BEGIN DOCUMENT SEGMENT

I like Yunel a lot. He’s the one who pays me the most notice when I’m at the games. He points to his fans, tips his cap, and recognizes the support he is given. This was a mistake I hope he learns and he will never make again.
The next person I’d like to hear from is Escobar. But he has not yet commented on this story (I suspect that will change at some point today), so we’re left with a bunch of puzzle pieces to sort through. One at a time:
• First, in case anyone thinks James G.’s photo was Photoshopped, it turns out Escobar’s eye black was also captured in this wire photo.
• This is not the first time Escobar has worn a message on his eye black. On Sept. 2, he wore “Chilling.” Note that the handwriting on the eye black in that photo looks very similar to the “maricón” handwriting.
• Some observers have suggested that Escobar may have been the victim of a prank, but I don’t see how that’s possible. How could anyone not notice something written on his eye black stickers before applying them? I suppose a teammate could have written something on the stickers after Escobar was already wearing them, but that seems unlikely. Even if that’s what happened, wouldn’t Escobar have looked in the mirror to see what had been written? (And if that’s what really happened, then it just means someone else on the Jays has a very fucked up sense of humor instead of Escobar.)
• Another thing I’ve heard is that “maricón” is a common, conversational taunt among Hispanic players and that “it isn’t meant as an anti-gay insult.” I have no idea whether that’s true, but I think it’s beside the point. It’s like a white Mississippian in 1960 saying, “Sure, we call all the colored folk niggers, but we don’t mean anything by it.” It’s basically saying someone should get a pass for belonging to a culture that’s few generations behind the curve of civilization. That doesn’t fly when you’re a major-level professional playing in a diverse, world-class city like Toronto. (As an aside, imagine if a black player had worn “Yo Nigga” on his eye black and then written it off by saying, “It’s how me and my homies always talk.” Not quite the same thing, since that’s one group of people talking about themselves, instead of talking about another group, but it still wouldn’t fly. And if that wouldn’t fly, neither does a slur directed at another group like “maricón.”)

END DOCUMENT SEGMENT

■ **TASKS AND EXERCISES**
A – List the things the eye black piece says Yunel does that show he notices his fans at games.
B – According to the eye black piece, what did Escobar wear on his eye black on Sept. 2?
C – Finish the eye black piece, picking up after its last sentence.

BEGIN DATA ROWS

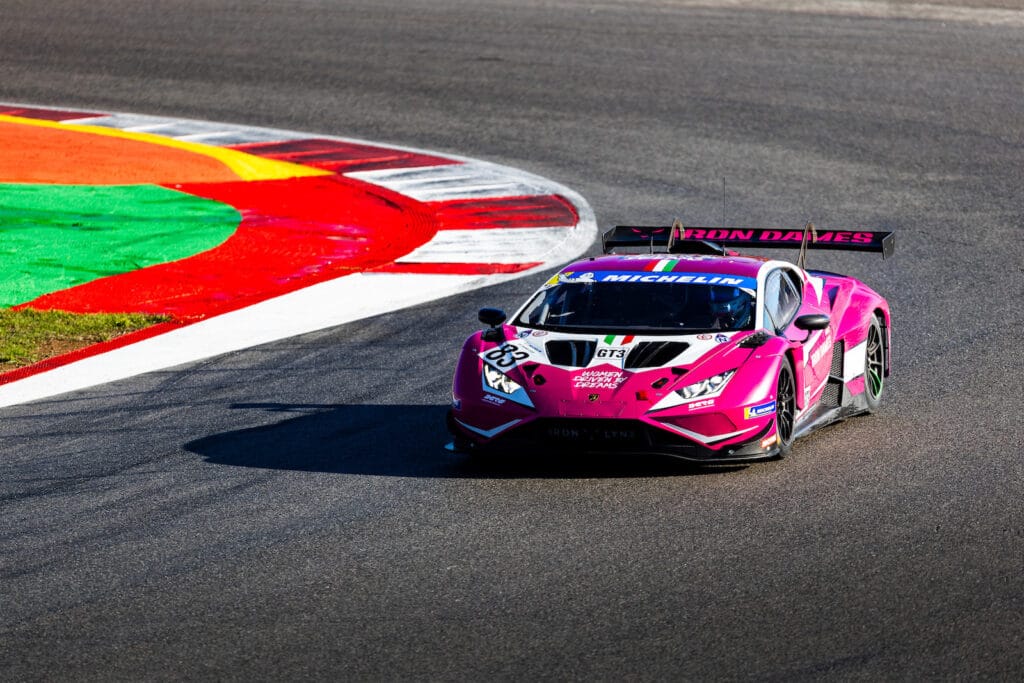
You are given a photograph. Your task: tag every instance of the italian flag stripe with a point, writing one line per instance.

END DATA ROWS
BEGIN DATA ROWS

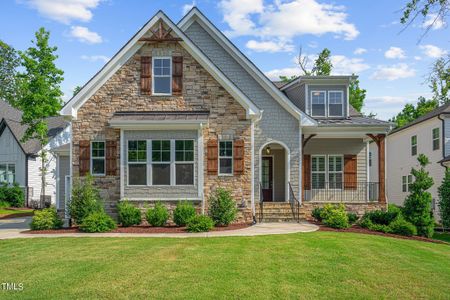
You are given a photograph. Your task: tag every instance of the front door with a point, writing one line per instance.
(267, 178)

END DATA ROWS

■ **OUTPUTS FOR THE TASKS**
A –
He points to his fans.
He tips his cap.
He recognizes the support he is given.

B – "Chilling."

C –
• I’ve also heard a bunch of people suggesting that terms like “maricón” and “faggot” are standard locker room fare, so what’s the big fuss? Fuck that. Just last week we had the story of two NFL players standing up for marriage equality. If the NFL — pretty much the last socially sanctioned bastion of mainstream caveman/troglodyte behavior — can join the rest of the human race here in the 21st century, so can MLB players.
• I know someone is going to claim that the MLB investigation raises “free speech” issues, so let’s deal with that now: No, this has nothing to do with free speech. Can you show up at your job wearing a T-shirt that says, “You are a faggot”? Right, didn’t think so. That’s not a free speech issue; that’s just a basic rule about appropriate conduct in the workplace, and that’s the basis on which MLB is looking into it. Escobar remains free to express as much bigotry as he likes on his own time.
Those are the basics. One thing I haven’t heard mentioned, though, is that the term maricón has a sad history in professional sports. Back in the early 1960s, welterweight champion Emile Griffith was widely rumored (accurately, as it later turned out) to be gay. During the weigh-in for his 1962 title bout against Benny Paret, Paret grabbed Griffith’s ass and said, “Hey, maricón. I’m going to get you and your husband.” The following night, Griffith literally killed Paret in the ring, knocking him out in the 12th round and sending him to the big sleep from which Paret never woke up. (You can get the full story in this excellent Sports Illustrated article from 2005.)
I’ve been called maricón myself. Back in 2007, my then-galpal and I participated in the sixth annual No Pants Subway Ride, an admittedly silly mass-performance-art stunt. Most bystanders accepted it with good humor, but one very angry-seeming guy looked me up and down and hissed, “Fucking maricón.” We got off at the next stop. (I’ve also been called faggot, queer, and gay over the years, primarily by people who think anyone who writes about uniforms must be a homosexual. I think that’s sad, but not as sad as when a guy insults another guy by calling him “bitch,” which makes me depressed for the entire state of humanity.)
Anyway, back to Escobar. A good solution would be for him to do some volunteer work at a gay youth crisis center. And this would also be a good time for the Jays to record one of those “It Gets Better” videos, like the 49ers just did. Meanwhile, this episode offers the latest chunk of evidence — as any more were needed — that real eye black is better than the stickers.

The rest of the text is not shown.